**Passage provided**:
# Sheldons Photo Thread



## shortnerdy (Jul 3, 2011)

:ey 
Thought Shelly should have his own photo thread.

2 new pix, how him and spend our time togther: him a big huffy ball occasionally poking his head out lol

We are working together. But I'm not giving up. More pix to come.


----------



## hanhan27 (May 12, 2011)

Oh my! Is his coloring really as dark as the pictures make it look? He is so handsome.


----------



## shortnerdy (Jul 3, 2011)

hanhan27 said:


> Oh my! Is his coloring really as dark as the pictures make it look? He is so handsome.


Hello Hanhan,

Nah not that dark here's a repost from another thread of him being stubborn in the bath. He was proving he could ball up even in a foot of water hahahah "Mum, NO NAIL CLIP!!l


----------



## DexterTheHog (May 22, 2011)

hahaha dawww look at him float! So cute!!

Listing from a dataset:
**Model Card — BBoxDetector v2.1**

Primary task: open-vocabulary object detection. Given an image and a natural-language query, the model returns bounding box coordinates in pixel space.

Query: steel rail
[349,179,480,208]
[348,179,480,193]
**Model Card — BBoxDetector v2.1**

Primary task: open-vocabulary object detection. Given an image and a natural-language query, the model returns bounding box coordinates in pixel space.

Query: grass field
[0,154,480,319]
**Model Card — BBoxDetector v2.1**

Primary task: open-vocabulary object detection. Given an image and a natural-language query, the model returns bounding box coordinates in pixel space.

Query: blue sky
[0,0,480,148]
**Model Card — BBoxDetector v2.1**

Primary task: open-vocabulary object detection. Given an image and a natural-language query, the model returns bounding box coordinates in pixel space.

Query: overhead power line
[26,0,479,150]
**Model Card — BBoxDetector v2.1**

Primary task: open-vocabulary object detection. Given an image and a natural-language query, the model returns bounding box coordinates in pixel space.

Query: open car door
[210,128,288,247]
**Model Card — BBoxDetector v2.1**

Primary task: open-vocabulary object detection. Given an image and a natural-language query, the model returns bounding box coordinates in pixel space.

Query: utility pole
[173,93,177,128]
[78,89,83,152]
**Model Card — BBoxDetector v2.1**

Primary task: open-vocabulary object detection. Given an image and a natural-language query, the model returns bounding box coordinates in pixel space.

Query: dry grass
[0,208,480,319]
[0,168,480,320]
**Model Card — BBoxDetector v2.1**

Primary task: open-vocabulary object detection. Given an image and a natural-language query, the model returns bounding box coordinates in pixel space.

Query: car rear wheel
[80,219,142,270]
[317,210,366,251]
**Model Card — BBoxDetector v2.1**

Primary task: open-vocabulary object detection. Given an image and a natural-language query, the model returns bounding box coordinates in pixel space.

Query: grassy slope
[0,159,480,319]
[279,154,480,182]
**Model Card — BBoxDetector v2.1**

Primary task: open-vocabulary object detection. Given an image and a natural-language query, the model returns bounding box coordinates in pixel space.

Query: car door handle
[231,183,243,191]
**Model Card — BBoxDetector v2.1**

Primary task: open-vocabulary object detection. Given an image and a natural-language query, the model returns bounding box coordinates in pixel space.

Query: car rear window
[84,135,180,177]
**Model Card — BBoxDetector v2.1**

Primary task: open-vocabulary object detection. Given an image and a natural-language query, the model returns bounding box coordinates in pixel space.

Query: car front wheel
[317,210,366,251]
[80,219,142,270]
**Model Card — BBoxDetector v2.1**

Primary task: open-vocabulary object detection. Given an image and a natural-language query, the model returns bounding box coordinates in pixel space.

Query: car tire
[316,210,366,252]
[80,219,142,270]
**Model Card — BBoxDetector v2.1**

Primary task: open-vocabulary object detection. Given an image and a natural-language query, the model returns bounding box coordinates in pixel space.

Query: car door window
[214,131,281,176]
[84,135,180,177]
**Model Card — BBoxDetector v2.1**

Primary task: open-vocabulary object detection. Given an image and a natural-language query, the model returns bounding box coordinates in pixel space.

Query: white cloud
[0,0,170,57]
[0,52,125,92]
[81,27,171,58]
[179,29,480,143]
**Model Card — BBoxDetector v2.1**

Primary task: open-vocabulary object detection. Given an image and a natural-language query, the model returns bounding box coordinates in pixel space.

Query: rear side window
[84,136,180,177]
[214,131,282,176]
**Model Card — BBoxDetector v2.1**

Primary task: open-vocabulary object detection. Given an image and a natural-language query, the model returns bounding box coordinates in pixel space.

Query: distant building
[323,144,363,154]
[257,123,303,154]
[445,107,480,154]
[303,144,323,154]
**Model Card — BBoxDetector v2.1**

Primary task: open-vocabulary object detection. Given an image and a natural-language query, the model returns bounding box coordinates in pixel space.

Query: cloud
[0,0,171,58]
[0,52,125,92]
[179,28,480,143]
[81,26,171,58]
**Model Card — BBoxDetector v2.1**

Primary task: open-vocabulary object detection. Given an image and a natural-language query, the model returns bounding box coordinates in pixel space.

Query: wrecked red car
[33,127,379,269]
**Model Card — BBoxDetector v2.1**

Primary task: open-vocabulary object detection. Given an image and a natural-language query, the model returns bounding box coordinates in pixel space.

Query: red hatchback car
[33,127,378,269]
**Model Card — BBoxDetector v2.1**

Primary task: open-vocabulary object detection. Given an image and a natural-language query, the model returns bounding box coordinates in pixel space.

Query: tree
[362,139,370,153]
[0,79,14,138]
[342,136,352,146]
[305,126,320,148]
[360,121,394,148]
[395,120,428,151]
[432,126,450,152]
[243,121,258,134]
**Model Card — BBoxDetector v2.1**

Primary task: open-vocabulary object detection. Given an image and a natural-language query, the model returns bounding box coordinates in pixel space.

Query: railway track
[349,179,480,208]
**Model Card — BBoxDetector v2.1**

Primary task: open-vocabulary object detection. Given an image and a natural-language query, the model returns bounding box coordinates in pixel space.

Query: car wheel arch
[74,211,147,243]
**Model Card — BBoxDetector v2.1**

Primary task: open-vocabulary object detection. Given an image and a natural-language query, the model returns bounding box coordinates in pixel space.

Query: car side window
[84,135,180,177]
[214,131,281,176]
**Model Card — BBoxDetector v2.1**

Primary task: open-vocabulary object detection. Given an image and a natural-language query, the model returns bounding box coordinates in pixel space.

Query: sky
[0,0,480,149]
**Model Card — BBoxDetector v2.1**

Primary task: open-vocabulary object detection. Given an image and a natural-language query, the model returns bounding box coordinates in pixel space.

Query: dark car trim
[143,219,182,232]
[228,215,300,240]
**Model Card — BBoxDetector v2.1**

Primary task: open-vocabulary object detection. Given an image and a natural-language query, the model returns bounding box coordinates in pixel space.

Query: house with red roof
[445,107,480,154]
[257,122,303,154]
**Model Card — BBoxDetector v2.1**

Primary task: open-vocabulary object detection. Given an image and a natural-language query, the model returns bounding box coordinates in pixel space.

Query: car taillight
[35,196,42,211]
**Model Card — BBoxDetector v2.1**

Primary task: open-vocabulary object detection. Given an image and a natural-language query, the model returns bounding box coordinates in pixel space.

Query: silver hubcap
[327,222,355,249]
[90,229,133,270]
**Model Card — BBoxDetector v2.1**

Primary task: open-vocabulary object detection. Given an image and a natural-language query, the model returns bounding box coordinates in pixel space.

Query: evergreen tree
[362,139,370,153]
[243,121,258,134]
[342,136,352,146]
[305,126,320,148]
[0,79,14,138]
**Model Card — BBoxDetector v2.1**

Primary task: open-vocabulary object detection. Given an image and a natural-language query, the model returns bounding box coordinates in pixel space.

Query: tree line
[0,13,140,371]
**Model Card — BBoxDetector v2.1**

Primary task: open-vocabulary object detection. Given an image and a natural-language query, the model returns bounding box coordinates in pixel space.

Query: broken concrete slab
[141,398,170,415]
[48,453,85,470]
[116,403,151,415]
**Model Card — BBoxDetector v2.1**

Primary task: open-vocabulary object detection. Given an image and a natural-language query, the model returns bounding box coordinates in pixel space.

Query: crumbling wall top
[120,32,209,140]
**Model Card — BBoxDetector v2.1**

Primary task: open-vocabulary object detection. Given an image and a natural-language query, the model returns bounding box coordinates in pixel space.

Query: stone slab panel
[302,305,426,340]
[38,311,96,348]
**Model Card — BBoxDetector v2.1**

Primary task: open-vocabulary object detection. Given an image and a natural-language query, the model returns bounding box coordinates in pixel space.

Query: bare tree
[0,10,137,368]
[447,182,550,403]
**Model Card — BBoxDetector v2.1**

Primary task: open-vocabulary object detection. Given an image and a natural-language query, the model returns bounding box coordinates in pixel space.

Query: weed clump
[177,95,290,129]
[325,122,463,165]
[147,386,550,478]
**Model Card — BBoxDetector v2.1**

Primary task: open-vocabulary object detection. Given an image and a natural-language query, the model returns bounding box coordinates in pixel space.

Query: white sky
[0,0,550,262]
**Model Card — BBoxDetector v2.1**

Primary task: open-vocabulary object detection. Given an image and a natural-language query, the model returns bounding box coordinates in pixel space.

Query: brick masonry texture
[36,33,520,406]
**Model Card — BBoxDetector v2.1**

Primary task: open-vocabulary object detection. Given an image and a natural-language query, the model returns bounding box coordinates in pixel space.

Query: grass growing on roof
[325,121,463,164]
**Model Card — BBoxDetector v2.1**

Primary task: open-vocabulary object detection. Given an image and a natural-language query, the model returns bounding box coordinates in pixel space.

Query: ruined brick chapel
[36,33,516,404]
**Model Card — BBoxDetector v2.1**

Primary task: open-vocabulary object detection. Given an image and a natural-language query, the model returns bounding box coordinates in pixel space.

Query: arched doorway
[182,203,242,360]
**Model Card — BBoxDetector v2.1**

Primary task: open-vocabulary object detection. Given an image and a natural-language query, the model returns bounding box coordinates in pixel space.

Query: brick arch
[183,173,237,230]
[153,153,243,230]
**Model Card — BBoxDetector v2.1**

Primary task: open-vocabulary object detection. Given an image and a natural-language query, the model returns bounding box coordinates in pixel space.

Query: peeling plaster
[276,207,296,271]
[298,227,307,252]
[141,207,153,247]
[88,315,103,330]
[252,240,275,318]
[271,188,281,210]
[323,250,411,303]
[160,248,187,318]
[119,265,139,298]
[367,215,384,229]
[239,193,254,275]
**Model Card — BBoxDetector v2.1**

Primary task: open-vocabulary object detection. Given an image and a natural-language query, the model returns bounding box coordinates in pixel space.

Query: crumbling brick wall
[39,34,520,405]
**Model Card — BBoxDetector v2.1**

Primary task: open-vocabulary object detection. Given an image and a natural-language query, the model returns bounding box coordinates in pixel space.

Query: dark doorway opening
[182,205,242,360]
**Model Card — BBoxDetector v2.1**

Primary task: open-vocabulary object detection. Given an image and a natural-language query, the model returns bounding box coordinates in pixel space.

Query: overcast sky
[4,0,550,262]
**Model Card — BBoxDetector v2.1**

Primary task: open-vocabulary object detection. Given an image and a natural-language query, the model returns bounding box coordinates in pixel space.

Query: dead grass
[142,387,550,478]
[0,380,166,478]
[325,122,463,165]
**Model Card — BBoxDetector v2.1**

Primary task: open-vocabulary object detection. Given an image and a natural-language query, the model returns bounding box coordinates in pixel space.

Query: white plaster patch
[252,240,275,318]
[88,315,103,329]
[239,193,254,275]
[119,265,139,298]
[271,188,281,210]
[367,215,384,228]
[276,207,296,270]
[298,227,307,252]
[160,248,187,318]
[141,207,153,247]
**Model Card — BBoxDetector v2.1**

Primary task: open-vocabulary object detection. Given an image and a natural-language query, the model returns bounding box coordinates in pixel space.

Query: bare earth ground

**Written problem 1**: In the forum thread, what was Shelly proving during his bath?
**Written problem 2**: Update the listing from its first line through the line containing "[348,179,480,193]", changing "steel rail" to "metal rail" and leaving everything else as it is.
This listing has no connection to the forum thread.

**Worked answer 1**: That he could ball up even in a foot of water.

**Worked answer 2**:
**Model Card — BBoxDetector v2.1**

Primary task: open-vocabulary object detection. Given an image and a natural-language query, the model returns bounding box coordinates in pixel space.

Query: metal rail
[349,179,480,208]
[348,179,480,193]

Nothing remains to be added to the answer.